### Instructions for the task:
Repeat the material exactly as it appears.
========
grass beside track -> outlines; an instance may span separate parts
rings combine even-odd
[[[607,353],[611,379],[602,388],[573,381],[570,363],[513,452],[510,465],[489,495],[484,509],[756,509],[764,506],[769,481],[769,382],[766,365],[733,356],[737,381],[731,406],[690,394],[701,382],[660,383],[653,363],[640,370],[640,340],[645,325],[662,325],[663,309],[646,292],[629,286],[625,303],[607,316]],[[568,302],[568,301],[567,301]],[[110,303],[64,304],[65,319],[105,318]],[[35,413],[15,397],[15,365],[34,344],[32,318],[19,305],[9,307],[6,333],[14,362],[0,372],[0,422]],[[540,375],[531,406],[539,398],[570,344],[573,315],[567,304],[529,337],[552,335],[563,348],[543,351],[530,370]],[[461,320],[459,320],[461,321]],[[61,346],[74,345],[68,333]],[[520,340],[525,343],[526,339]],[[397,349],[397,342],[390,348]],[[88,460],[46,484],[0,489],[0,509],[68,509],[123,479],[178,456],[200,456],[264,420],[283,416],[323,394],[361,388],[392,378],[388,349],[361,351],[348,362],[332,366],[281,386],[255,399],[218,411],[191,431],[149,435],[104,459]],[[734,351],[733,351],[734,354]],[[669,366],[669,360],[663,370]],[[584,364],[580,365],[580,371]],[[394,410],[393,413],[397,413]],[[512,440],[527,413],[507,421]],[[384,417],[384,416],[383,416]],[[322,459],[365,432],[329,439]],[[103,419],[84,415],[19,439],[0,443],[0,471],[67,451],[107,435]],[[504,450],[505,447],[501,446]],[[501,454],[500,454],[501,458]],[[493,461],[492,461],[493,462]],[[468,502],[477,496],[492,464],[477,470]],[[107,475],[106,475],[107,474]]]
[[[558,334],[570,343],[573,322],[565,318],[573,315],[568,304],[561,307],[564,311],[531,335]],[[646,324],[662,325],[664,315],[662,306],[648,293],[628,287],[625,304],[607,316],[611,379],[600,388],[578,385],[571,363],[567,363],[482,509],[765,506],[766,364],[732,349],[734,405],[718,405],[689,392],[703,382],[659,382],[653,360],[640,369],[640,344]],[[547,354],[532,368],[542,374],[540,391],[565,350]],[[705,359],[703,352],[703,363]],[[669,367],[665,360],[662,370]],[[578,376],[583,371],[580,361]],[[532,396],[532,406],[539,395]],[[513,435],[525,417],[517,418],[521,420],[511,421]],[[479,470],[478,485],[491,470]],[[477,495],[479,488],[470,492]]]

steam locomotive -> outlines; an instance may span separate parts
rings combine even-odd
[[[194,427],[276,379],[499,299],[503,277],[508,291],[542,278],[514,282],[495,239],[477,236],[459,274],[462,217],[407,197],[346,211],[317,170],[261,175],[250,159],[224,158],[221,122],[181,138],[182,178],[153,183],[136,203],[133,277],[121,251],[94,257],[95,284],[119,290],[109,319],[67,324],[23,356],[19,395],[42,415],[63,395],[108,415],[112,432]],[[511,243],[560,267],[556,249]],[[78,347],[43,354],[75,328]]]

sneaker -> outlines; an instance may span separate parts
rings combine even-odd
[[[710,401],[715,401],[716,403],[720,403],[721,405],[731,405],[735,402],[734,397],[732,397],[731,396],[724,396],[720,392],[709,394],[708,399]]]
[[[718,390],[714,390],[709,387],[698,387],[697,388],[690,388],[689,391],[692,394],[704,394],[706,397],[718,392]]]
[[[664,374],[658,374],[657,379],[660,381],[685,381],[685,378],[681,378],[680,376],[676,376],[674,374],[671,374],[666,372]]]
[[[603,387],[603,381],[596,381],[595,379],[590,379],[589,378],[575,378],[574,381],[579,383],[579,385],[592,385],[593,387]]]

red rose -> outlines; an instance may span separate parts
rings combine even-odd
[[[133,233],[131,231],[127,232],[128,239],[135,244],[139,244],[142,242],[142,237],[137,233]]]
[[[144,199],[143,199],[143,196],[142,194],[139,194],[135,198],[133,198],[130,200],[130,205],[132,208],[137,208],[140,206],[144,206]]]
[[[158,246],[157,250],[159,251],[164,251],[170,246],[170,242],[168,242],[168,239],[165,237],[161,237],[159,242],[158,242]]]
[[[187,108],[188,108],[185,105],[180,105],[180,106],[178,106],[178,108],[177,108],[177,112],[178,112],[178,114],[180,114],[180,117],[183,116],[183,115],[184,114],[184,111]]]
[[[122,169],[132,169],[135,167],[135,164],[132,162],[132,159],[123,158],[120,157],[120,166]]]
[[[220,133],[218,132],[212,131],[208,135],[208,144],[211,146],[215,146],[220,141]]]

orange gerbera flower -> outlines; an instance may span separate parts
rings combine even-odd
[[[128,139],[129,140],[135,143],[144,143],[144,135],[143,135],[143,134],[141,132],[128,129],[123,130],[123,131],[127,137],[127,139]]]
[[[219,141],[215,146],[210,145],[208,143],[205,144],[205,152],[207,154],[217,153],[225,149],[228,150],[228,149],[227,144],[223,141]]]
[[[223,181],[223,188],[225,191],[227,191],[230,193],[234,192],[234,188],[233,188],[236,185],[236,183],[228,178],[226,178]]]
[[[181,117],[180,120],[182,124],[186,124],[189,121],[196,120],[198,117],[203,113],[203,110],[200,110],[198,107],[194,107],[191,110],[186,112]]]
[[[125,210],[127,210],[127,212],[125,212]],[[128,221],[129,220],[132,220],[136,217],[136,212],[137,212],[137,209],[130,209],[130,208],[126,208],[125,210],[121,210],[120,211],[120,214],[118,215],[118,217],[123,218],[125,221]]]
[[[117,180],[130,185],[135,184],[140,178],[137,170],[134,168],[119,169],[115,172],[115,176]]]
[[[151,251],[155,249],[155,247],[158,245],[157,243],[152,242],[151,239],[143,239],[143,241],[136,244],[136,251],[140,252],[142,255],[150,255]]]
========
### Full response:
grass beside track -> outlines; an instance may span separate parts
rings combine even-odd
[[[607,353],[611,379],[602,388],[573,381],[570,363],[513,452],[510,465],[489,495],[484,509],[756,509],[764,506],[769,481],[769,382],[766,365],[733,356],[737,381],[731,406],[690,394],[701,382],[660,383],[653,363],[640,370],[640,340],[645,325],[662,325],[663,309],[646,292],[629,286],[625,303],[607,316]],[[568,302],[568,301],[567,301]],[[110,303],[64,304],[65,319],[105,318]],[[35,413],[15,397],[15,365],[34,344],[32,318],[19,305],[9,307],[6,333],[14,362],[0,372],[0,422]],[[540,375],[531,406],[539,398],[570,344],[573,315],[567,304],[529,337],[552,335],[563,348],[543,351],[530,370]],[[461,320],[459,320],[461,321]],[[61,346],[74,345],[68,333]],[[520,340],[525,343],[526,339]],[[397,349],[397,342],[390,348]],[[88,460],[46,484],[0,489],[0,509],[68,509],[123,479],[178,456],[200,456],[264,420],[283,416],[323,394],[361,388],[392,378],[388,349],[361,351],[348,362],[332,366],[281,386],[255,399],[218,411],[191,431],[149,435],[104,459]],[[734,351],[733,351],[734,354]],[[669,366],[669,360],[663,370]],[[584,364],[580,365],[580,371]],[[394,410],[393,413],[397,413]],[[512,440],[527,413],[507,421]],[[384,417],[384,416],[383,416]],[[322,459],[365,432],[329,439]],[[103,419],[84,415],[19,439],[0,443],[0,471],[67,451],[107,435]],[[504,450],[505,447],[501,446]],[[501,454],[500,454],[501,458]],[[493,461],[492,461],[493,462]],[[468,502],[477,496],[492,464],[477,470]],[[107,475],[106,475],[107,474]]]
[[[558,334],[570,343],[573,322],[565,318],[573,315],[568,304],[561,307],[564,311],[531,335]],[[646,324],[662,325],[664,315],[662,306],[648,293],[628,287],[625,304],[607,316],[611,379],[600,388],[578,385],[571,363],[567,363],[482,509],[765,506],[766,364],[732,349],[734,405],[718,405],[689,392],[703,382],[659,382],[653,360],[640,369],[640,344]],[[547,354],[532,368],[542,374],[540,391],[565,350]],[[705,359],[703,352],[703,363]],[[669,367],[665,360],[662,370]],[[578,376],[583,371],[580,361]],[[532,396],[532,406],[539,395]],[[513,435],[525,417],[517,418],[521,420],[511,421]],[[479,470],[478,485],[491,470]],[[477,495],[479,488],[470,492]]]

steam locomotive -> outlines; an instance may span separate parts
rings combine even-odd
[[[194,427],[276,379],[499,299],[503,277],[508,291],[542,278],[514,282],[495,239],[477,236],[459,274],[462,217],[407,197],[346,211],[317,170],[261,175],[250,159],[224,158],[221,122],[181,138],[182,178],[153,183],[136,203],[133,277],[121,251],[94,257],[95,284],[119,290],[109,319],[67,324],[23,356],[19,395],[42,415],[63,395],[108,415],[112,432]],[[511,243],[560,267],[556,249]],[[78,347],[43,354],[75,328]]]

sneaker -> outlines; an instance may span separate parts
rings combine even-odd
[[[710,401],[715,401],[716,403],[720,403],[721,405],[731,405],[735,402],[734,397],[732,397],[731,396],[724,396],[720,392],[709,394],[708,399]]]
[[[718,390],[714,390],[709,387],[698,387],[697,388],[690,388],[689,391],[692,394],[704,394],[706,397],[718,392]]]
[[[664,374],[658,374],[657,379],[660,381],[685,381],[685,378],[681,378],[680,376],[676,376],[674,374],[671,374],[666,372]]]
[[[603,387],[603,381],[596,381],[595,379],[590,379],[589,378],[575,378],[574,381],[579,383],[579,385],[592,385],[593,387]]]

red rose -> outlines; an instance may span separate parts
rings combine even-odd
[[[133,233],[131,231],[127,232],[128,239],[135,244],[139,244],[142,242],[142,237],[137,233]]]
[[[144,199],[143,199],[143,196],[142,194],[139,194],[135,198],[133,198],[130,200],[130,205],[132,208],[137,208],[140,206],[144,206]]]
[[[158,246],[157,250],[159,251],[164,251],[170,246],[170,242],[168,242],[168,239],[165,237],[161,237],[159,242],[158,242]]]
[[[187,108],[188,108],[185,105],[180,105],[180,106],[178,106],[178,108],[177,108],[177,112],[178,112],[178,114],[180,114],[180,117],[183,116],[183,115],[184,114],[184,111]]]
[[[122,169],[132,169],[135,167],[135,164],[132,162],[132,159],[123,158],[120,157],[120,166]]]
[[[220,133],[218,132],[212,131],[208,135],[208,144],[211,146],[215,146],[220,141]]]

orange gerbera flower -> outlines; an instance may span separate parts
rings combine even-odd
[[[128,139],[129,140],[135,143],[144,143],[144,135],[143,135],[143,134],[141,132],[128,129],[123,130],[123,131],[127,137],[127,139]]]
[[[219,141],[215,146],[210,145],[208,143],[205,144],[205,152],[207,154],[217,153],[225,149],[228,150],[228,149],[227,144],[223,141]]]
[[[223,181],[223,188],[225,191],[227,191],[230,193],[234,192],[234,188],[233,188],[236,185],[236,183],[228,178],[226,178]]]
[[[181,117],[180,120],[182,124],[186,124],[189,121],[196,120],[198,117],[203,113],[203,110],[200,110],[198,107],[194,107],[191,110],[186,112]]]
[[[125,210],[127,210],[127,212],[125,212]],[[128,221],[129,220],[132,220],[136,217],[136,212],[137,212],[137,209],[130,209],[130,208],[126,208],[125,210],[121,210],[120,211],[120,214],[118,215],[118,217],[123,218],[125,221]]]
[[[117,180],[130,185],[135,184],[140,178],[137,170],[134,168],[119,169],[115,172],[115,176]]]
[[[151,251],[155,249],[155,247],[158,245],[157,243],[152,242],[151,239],[143,239],[143,241],[136,244],[136,251],[140,252],[142,255],[150,255]]]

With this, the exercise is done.